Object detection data
▽

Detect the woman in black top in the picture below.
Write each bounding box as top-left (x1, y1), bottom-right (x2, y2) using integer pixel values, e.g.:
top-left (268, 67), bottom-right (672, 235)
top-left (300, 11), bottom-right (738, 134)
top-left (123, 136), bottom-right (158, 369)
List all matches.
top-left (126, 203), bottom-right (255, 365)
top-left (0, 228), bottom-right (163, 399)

△

#### What is expected:
Rewrite the items above as a two-column CSV with the columns "prompt" and "answer", one row per item. Put each item's text and its answer in their own quoted fields, with every line break changed to a space.

#### Right answer:
prompt,answer
"Detect the woman in black top in the picture below. Write each bounding box as top-left (x1, y1), bottom-right (x2, y2) using integer pixel values, e.g.: top-left (268, 67), bottom-right (672, 235) top-left (300, 11), bottom-right (738, 134) top-left (123, 136), bottom-right (158, 369) List all matches.","top-left (126, 203), bottom-right (255, 365) top-left (0, 228), bottom-right (163, 399)"